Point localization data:
○ ○ ○ ○ ○

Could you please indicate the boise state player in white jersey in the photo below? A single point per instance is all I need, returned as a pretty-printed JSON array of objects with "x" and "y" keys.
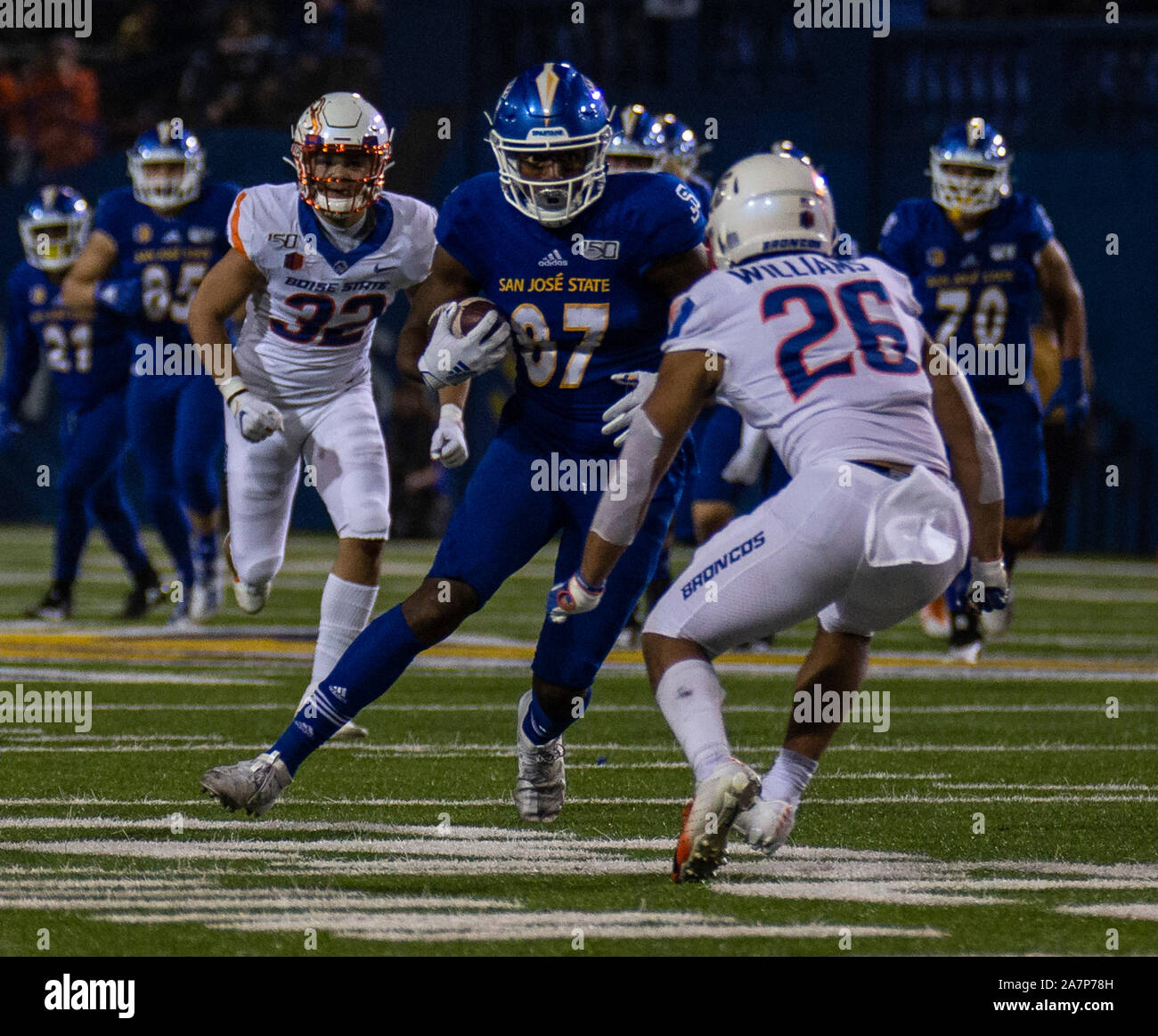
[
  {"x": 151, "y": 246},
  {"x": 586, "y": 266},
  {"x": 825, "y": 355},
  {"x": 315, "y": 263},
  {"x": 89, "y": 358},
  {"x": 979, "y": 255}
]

○ ○ ○ ○ ○

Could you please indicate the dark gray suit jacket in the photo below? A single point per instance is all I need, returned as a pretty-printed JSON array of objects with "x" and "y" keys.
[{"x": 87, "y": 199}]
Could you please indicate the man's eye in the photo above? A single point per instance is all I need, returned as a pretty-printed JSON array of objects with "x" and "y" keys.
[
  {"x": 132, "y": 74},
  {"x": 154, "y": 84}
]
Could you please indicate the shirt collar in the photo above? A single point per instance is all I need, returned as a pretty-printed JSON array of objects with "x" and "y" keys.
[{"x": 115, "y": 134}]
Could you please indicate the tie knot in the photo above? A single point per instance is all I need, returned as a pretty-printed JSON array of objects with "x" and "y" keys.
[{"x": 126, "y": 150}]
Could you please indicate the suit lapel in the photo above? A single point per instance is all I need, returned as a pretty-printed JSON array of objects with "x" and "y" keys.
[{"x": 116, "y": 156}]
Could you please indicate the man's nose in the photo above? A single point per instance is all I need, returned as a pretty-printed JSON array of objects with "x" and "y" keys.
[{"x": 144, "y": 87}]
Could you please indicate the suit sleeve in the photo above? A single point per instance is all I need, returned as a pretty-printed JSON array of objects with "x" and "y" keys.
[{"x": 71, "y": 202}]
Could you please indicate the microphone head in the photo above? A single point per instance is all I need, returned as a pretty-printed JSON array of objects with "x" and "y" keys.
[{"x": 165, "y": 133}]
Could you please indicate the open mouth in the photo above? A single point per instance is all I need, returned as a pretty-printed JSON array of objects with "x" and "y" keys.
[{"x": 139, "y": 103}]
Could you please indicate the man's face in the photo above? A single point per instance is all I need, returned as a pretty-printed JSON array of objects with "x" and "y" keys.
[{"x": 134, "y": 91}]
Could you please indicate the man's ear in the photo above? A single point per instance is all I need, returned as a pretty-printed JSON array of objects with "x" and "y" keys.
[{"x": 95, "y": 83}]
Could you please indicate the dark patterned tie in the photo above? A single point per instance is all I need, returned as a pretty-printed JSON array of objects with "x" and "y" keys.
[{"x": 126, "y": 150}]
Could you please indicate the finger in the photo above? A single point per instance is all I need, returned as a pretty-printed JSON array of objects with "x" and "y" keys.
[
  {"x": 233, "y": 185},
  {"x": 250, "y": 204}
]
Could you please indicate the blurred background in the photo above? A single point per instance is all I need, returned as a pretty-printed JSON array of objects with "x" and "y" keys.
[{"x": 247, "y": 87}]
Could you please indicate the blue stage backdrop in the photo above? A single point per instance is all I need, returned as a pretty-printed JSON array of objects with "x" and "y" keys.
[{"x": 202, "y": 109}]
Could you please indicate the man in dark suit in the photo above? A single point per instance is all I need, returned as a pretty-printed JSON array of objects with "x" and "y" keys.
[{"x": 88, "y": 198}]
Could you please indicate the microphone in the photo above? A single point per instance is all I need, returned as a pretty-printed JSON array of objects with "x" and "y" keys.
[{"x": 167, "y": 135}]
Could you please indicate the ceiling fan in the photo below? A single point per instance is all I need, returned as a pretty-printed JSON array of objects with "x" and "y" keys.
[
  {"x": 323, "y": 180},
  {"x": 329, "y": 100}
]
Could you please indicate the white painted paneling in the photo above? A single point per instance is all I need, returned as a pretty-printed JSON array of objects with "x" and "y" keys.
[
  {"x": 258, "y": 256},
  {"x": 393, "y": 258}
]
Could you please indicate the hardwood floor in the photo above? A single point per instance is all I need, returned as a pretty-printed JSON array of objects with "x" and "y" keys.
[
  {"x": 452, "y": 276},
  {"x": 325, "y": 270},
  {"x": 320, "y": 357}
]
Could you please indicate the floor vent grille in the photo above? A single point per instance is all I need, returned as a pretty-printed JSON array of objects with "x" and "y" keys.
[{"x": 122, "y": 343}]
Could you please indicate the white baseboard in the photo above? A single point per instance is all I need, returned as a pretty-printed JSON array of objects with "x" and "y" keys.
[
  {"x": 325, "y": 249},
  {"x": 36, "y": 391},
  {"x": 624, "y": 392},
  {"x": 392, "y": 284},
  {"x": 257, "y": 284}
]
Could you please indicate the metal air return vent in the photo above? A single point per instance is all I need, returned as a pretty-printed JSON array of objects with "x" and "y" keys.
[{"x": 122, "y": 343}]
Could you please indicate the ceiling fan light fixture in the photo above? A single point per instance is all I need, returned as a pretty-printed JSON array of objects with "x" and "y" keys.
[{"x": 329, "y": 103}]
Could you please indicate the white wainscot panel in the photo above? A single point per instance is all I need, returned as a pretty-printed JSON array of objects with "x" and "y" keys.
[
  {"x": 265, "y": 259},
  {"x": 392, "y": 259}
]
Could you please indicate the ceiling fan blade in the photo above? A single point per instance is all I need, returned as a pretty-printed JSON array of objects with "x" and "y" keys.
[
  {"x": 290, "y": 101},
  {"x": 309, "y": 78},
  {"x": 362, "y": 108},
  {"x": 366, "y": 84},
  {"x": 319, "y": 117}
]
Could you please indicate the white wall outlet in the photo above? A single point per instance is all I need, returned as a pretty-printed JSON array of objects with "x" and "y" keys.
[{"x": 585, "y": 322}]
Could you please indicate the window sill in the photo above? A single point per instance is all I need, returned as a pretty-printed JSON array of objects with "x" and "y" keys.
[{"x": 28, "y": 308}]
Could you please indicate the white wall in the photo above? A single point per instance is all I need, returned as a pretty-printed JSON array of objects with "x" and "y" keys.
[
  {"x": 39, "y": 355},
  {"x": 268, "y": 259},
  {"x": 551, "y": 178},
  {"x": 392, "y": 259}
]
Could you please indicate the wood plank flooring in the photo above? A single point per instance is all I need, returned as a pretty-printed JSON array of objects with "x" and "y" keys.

○ ○ ○ ○ ○

PROBLEM DETAILS: The range runs from the line above containing "Could you please indicate the white wall outlet" to the line containing "Could you please indicate the wood", inclusive. Restate those lines word for word and no others.

TASK ANSWER:
Could you please indicate the white wall outlet in the photo above? A single point per instance is all I need, returned as a pretty-printed JSON array of objects with "x" and "y" keys.
[{"x": 585, "y": 322}]
Could you please indicate the window sill in the photo above? A single point per instance is all I need, returned as a pretty-printed JSON array of objects with "x" and "y" keys.
[{"x": 28, "y": 308}]
Could you please indicate the white wall in the photo above? A single point per instance is all I need, returned as a pretty-printed JSON array of objects with "x" and "y" keys.
[
  {"x": 39, "y": 355},
  {"x": 268, "y": 259},
  {"x": 551, "y": 178},
  {"x": 392, "y": 259}
]
Could you please indicate the wood plank flooring in the photo above? A single point per instance is all I need, returned as a pretty-printed JSON array of objects with "x" and "y" keys.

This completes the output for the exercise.